[Excerpt provided Boundary: Start]

Developers offer mobility services to lure car-free renters

By BLOOMBERG | 9 September 2021


PHOENIX: Rising from a 17-acre lot outside Phoenix, Arizona, Culdesac Tempe is billed as the first and only zero-driving community built from scratch in the US.: Its future residents are contractually forbidden from parking a vehicle within a quarter-mile radius of the site.

They’ll have to rely on other modes, including a bundle of discounted mobility services provided for in their monthly rent, according to project leaders.

The us$170 million residential development will feature a plaza with scooter docks, car-share parking, and ride-hail pickup zones, with a light rail station across the street. When the first units open in July 2022, residents are set to receive complimentary access to a Lyft Pink subscription, preferred pricing for a fleet of Bird scooters, an Envoy car share membership, and free unlimited passes on the Valley Metro transit system.

“We’re finding that most people moving in are not planning to keep their cars,” said Lavanya Sunder, general manager at Culdesac Tempe.

“They don't have a car now or are planning on selling it, partly because we will have this multitude of mobility options onsite.”

Sunder said this marks one of the first times a Us real estate developer has included paid transportation options as part of the monthly rent, which starts at US$1,090 (RM4,530) for a studio and US$1,250 (RM5,194)for a one-bedroom.

When completed, the complex is set to include 761 apartment units as well as a grocery store, restaurant, cafe and co-working space, carving out a pocket of walkable, car-free living into a corner of one of America’s most autocentric metropolises.

[Excerpt provided Boundary: End]
[Dataset Boundary: Start]

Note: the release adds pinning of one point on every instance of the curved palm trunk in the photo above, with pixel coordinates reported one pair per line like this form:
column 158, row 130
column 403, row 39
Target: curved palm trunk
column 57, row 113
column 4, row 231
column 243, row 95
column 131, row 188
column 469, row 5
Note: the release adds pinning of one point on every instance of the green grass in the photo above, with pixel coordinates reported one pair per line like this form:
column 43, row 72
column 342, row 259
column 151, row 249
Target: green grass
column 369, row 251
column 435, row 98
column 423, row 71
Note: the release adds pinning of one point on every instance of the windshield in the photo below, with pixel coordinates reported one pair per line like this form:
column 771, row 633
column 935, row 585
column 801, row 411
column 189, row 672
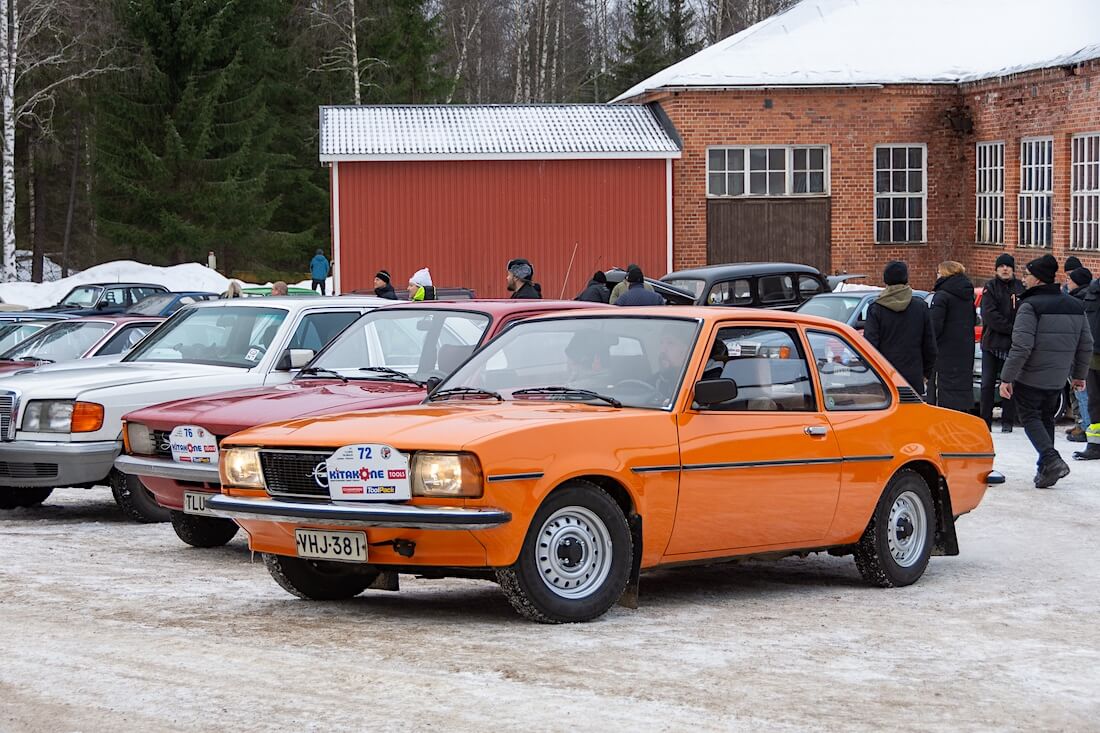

[Dataset Boundary: End]

Problem requirements
Continue the news article about the car-free Culdesac Tempe development, starting after its last sentence. The entries were taken from a different source than the article.

Result
The project has drawn intrigue, scepticism and praise since it was announced in 2019.

Urbanists have lauded Culdesac as a model for retrofitting suburban sprawl for a post-car era, while doubters have wondered if its residents will struggle to access the larger Phoenix area without their own cars.

There are also more global headwinds: Fears of Covid-19 infection have sustained drop-offs in transit ridership and driven up vehicle purchases in the US, while a recent Pew survey found a powerful partisan divide in the desire for walkable communities.

Yet people seem to want what Culdesac is selling. With 260 units slated to open between summer 2022 and spring 2023, 33 leases have been signed and about 300 people have put down US$100 (RM416) to remain on the waiting list, Sunder said.

Recent expansions by employers such as Peloton, DoorDash, and ZipRecuiter within Tempe seem to be driving some of the demand, as well as the pandemic’s rise in remote work.

While banning on-site parking marks a new level of ambition around the creation of car-free neighborhoods, Culdesac follows decades of planning philosophy and real-world examples, not including the millennia of city-building that preceded the automobile.

In recent years, cities like Portland, Boston, and Washington, D.C., have seen new housing go up without added parking (a rebuttal of development norms that require minimum number of residential parking spots), while the tenets of New Urbanism have given rise to countless mixed-use complexes wrapped around transit.

With transportation now accounting for the majority of US greenhouse gases, research has shown that housing that puts people closer to their daily activities and reduces their need to drive can be a significant driver of emissions reductions.

Affordable housing advocates stress that removing the expense of building mandatory parking facilities can help bring down the costs of new apartment construction and ease the national shortfall in lower-cost units.

Culdesac has raised US$17 million in venture capital to date, Sunder said, and is crafting plans for a larger project while the Tempe neighbourhood takes shape through partnerships with a number of traditional developers.

Paul Angelone, a senior director at the Urban Land Institute, said that the company can also serve as proof that other developers can get the backing needed to take the risk of breaking a century-long car-centric development model.

“It’s important to show that there are folks who finance this kind of development and support it, and that even a place like Phoenix can do it,” he said. “That can encourage others to do more of it going forward.”